START
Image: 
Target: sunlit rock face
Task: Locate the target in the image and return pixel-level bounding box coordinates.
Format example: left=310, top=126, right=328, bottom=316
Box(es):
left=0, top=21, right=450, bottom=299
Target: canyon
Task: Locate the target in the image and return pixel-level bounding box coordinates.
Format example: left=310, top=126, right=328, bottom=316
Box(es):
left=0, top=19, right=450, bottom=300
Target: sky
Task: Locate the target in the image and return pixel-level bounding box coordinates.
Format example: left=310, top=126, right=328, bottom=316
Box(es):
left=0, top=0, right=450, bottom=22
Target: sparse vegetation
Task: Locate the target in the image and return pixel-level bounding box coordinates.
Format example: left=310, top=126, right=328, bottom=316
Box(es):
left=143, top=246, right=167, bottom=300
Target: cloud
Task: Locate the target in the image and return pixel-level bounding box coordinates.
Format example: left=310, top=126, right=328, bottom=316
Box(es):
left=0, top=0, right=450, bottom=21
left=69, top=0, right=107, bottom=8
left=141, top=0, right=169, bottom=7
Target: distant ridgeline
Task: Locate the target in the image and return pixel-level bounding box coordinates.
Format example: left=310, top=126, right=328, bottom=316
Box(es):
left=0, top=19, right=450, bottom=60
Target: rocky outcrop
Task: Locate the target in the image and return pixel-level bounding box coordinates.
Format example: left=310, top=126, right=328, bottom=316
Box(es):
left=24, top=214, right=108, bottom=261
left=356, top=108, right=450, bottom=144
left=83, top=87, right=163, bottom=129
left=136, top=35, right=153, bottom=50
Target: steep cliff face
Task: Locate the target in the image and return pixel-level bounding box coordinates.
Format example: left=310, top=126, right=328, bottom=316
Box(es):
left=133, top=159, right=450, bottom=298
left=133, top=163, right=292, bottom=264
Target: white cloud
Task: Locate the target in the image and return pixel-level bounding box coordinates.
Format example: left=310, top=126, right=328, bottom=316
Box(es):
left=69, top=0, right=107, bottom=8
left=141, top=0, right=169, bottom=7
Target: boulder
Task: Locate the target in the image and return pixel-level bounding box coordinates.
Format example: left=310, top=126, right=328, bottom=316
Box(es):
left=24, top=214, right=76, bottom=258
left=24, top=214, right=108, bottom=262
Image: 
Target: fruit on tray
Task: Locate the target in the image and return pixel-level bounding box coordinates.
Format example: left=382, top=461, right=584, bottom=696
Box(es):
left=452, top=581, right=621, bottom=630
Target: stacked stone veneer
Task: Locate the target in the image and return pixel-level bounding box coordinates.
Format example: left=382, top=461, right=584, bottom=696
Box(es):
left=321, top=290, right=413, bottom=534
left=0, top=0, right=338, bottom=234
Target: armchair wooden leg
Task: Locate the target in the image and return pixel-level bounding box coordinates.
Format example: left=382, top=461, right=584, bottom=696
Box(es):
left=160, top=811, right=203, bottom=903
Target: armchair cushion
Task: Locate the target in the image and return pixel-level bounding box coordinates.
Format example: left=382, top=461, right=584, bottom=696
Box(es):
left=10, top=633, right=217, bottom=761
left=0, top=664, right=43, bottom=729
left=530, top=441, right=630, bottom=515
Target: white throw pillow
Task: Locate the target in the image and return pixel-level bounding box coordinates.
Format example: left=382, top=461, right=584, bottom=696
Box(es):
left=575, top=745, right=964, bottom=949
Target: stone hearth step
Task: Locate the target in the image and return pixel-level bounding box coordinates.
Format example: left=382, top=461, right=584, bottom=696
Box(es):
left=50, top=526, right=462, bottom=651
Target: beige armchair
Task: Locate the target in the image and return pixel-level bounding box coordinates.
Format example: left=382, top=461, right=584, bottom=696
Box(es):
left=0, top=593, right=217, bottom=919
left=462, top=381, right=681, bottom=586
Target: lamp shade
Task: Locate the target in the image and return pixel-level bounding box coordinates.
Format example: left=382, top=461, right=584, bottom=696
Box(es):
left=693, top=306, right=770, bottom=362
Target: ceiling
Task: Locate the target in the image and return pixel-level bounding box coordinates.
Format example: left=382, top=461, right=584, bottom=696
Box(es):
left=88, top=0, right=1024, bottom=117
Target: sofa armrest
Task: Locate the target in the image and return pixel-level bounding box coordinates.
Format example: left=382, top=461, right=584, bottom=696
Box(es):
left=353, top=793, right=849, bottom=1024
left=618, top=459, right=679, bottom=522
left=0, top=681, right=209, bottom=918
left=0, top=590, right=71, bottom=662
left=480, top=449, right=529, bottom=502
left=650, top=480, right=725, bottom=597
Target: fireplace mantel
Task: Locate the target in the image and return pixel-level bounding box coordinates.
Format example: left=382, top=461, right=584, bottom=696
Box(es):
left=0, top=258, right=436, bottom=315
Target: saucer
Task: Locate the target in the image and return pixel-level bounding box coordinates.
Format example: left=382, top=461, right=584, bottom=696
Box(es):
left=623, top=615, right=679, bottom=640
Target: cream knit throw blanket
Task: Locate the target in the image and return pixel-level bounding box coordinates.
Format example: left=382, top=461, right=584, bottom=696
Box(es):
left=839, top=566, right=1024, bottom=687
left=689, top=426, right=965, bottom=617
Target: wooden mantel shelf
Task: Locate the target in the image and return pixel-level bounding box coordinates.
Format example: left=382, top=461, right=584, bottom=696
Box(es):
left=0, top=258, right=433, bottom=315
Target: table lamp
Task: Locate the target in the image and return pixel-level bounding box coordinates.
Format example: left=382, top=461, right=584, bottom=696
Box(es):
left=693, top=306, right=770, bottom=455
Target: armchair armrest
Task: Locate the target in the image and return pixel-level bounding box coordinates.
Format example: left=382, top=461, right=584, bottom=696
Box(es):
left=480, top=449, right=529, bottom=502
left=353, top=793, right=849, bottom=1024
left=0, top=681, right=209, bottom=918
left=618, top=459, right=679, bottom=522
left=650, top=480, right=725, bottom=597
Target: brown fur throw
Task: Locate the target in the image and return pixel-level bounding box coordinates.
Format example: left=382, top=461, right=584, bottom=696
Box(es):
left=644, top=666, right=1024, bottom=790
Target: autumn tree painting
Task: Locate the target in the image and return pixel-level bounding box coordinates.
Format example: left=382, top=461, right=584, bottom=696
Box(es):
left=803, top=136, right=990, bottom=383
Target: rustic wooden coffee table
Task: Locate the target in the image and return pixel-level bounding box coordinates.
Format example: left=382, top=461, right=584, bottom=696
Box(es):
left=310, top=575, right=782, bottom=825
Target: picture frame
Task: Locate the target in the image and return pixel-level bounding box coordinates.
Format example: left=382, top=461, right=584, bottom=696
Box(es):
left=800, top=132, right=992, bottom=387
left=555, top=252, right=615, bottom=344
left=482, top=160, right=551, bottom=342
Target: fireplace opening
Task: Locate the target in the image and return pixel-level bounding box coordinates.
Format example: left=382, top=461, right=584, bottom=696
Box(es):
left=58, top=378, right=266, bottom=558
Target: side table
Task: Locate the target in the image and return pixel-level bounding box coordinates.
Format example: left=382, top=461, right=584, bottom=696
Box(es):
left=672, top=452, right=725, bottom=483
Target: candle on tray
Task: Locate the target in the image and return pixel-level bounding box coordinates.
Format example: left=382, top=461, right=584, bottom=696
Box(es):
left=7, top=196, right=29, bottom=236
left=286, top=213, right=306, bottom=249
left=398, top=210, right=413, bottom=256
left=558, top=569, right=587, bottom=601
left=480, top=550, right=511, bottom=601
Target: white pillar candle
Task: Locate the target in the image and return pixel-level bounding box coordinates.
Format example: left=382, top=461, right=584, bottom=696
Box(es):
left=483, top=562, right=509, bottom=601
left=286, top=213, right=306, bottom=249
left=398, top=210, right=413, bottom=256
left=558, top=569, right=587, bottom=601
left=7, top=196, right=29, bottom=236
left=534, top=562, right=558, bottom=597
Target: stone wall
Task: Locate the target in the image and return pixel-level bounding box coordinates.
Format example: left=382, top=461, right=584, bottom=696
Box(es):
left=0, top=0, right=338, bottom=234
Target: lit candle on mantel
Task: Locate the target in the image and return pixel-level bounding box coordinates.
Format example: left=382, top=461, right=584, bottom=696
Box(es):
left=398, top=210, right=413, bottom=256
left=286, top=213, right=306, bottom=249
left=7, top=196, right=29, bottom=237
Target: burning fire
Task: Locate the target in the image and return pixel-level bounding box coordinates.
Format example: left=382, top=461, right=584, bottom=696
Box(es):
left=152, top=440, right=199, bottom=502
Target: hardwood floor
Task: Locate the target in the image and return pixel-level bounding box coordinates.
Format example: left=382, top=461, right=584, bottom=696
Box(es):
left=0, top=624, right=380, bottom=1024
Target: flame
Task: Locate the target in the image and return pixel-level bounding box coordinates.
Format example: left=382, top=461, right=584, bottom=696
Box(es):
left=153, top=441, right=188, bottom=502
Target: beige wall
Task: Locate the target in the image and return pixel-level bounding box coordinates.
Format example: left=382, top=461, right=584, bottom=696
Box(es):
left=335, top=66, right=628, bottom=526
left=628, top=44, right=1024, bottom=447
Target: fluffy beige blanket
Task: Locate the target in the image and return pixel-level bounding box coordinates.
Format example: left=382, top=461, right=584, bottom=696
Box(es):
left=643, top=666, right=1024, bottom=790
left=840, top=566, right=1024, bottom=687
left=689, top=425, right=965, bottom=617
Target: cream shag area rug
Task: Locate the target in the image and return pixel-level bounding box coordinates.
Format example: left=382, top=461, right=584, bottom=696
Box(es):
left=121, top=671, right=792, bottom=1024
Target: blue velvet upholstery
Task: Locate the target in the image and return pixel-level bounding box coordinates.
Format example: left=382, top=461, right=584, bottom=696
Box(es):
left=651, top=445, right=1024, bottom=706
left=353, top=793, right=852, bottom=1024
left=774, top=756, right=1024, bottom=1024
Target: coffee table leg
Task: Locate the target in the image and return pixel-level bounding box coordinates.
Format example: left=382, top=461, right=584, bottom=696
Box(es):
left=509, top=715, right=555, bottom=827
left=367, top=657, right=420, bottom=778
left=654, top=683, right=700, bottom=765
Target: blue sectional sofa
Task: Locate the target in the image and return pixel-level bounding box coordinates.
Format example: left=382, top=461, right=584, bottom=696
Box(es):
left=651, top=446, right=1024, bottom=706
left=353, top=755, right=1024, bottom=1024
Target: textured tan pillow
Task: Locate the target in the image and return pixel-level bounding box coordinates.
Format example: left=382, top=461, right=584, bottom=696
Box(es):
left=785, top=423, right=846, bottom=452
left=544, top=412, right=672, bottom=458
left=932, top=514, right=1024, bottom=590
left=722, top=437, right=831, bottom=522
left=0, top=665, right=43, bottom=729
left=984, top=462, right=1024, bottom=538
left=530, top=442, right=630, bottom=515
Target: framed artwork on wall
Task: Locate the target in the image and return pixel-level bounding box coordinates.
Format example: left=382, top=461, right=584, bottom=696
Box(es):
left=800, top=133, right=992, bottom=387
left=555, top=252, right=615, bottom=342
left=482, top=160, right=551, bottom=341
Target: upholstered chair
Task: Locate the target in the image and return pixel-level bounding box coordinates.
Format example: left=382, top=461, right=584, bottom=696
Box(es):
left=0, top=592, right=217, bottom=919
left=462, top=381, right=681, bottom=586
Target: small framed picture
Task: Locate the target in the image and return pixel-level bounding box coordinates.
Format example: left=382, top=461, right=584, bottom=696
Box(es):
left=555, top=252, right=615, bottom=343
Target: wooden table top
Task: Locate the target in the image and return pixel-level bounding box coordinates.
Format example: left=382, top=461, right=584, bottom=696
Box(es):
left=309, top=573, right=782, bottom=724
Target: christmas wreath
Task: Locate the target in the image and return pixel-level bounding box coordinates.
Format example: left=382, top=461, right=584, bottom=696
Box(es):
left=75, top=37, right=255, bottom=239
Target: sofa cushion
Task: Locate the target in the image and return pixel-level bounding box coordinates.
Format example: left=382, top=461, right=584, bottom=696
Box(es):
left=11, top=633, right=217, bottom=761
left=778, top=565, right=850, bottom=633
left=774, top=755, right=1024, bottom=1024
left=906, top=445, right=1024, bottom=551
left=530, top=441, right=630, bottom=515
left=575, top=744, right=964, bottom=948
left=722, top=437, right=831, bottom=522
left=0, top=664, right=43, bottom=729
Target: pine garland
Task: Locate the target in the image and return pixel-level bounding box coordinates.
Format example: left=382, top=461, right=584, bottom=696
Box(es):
END
### Stated problem
Copy the records above word for word, starting with the line containing "Target: blue sectional sofa" and continuing through the line containing "left=353, top=755, right=1024, bottom=1024".

### Exercise response
Target: blue sectional sofa
Task: Locate the target in the image and return pixel-level bounding box coordinates.
Format example: left=382, top=461, right=584, bottom=696
Box(es):
left=651, top=446, right=1024, bottom=706
left=353, top=755, right=1024, bottom=1024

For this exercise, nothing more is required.